++++ Data section ++++

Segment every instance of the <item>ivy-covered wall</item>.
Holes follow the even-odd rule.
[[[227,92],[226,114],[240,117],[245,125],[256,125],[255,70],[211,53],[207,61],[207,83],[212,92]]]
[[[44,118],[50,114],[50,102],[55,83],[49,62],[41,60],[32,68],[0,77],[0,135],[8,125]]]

++++
++++ Data section ++++

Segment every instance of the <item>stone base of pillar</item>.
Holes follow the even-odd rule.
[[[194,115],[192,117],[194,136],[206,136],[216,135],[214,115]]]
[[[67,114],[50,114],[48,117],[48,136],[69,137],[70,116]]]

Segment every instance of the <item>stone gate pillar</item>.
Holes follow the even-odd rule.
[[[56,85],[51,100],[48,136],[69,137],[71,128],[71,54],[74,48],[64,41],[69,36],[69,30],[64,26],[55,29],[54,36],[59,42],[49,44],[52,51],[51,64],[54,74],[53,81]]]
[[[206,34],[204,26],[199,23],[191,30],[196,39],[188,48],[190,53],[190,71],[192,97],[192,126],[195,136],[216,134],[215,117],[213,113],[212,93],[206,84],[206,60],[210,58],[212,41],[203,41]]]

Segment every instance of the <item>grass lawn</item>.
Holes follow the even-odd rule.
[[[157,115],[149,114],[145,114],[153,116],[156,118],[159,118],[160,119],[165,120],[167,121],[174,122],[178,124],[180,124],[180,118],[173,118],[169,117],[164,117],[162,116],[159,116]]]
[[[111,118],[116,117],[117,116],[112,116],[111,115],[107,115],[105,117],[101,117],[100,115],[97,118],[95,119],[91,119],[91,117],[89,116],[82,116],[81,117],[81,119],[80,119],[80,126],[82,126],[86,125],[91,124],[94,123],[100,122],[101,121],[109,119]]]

++++
++++ Data section ++++

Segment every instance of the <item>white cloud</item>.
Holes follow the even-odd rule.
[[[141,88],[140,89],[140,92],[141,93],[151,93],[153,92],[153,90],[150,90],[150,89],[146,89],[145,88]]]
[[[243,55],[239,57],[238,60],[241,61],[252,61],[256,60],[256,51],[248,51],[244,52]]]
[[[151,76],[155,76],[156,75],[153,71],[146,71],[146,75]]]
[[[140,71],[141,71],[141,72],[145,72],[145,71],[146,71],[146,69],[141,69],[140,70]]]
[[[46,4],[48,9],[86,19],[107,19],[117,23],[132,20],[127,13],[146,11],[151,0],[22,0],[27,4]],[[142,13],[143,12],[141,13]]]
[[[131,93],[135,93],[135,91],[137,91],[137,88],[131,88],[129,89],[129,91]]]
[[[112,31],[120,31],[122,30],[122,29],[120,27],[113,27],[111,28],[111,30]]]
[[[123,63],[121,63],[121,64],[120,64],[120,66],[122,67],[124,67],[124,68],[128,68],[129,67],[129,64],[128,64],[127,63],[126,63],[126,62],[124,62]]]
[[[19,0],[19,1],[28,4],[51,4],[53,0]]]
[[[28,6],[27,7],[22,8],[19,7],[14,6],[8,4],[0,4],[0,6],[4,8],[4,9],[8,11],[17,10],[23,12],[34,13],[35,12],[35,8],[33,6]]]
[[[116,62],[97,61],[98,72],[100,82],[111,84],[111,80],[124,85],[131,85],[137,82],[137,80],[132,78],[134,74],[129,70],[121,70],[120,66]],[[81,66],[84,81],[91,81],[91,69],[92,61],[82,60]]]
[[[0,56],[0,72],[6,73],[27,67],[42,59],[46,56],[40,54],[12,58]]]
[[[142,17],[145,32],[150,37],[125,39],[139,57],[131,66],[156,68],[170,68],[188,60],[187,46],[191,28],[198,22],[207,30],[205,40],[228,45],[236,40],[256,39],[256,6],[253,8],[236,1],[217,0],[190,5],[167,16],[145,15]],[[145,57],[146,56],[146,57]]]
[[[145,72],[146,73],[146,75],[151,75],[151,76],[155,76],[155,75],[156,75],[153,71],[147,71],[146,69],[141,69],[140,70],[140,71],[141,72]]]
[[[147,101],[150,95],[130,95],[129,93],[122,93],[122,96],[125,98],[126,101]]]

++++

◆ Directions ◆
State how many lines of the data above contain the string "item". Give only the number.

◆ The solution ◆
5